**PROMPT**
Leave the pictures behind and reproduce every line of the listing exactly.
--------------------------------------------------
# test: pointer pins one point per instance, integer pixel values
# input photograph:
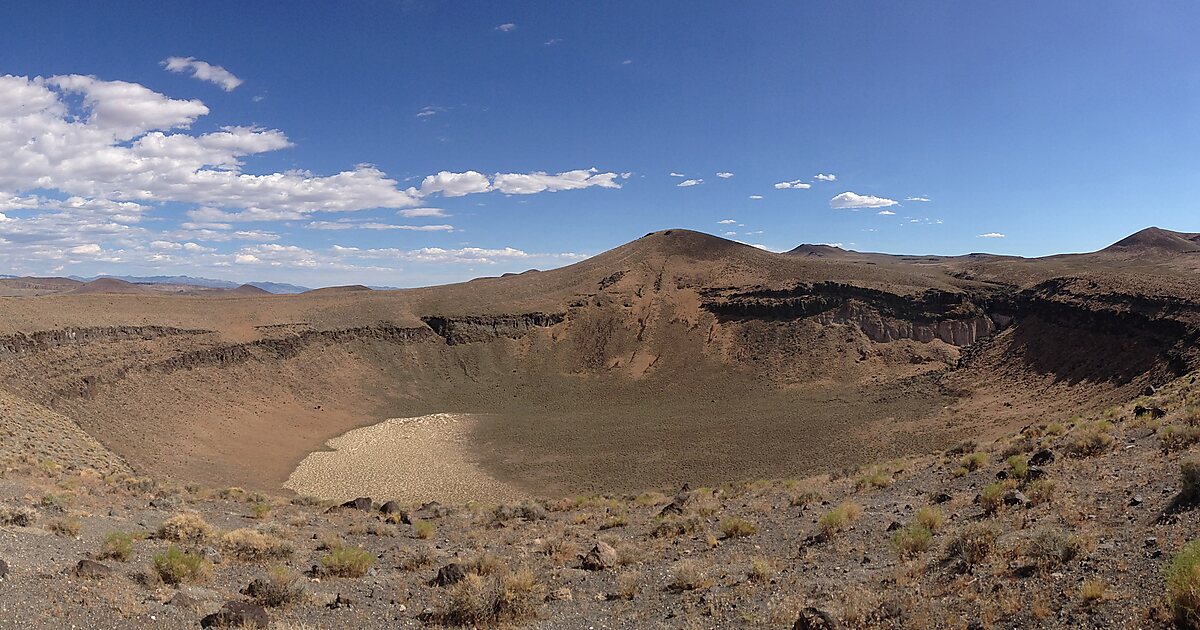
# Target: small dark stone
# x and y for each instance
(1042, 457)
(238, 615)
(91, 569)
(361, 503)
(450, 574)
--------------------------------------------------
**RESULT OF THIS EXERCISE**
# test: pointer pins one point per instance, integer pixel values
# input photograph:
# Target: small dark stone
# x and y for each instance
(1042, 457)
(238, 615)
(91, 569)
(361, 503)
(450, 574)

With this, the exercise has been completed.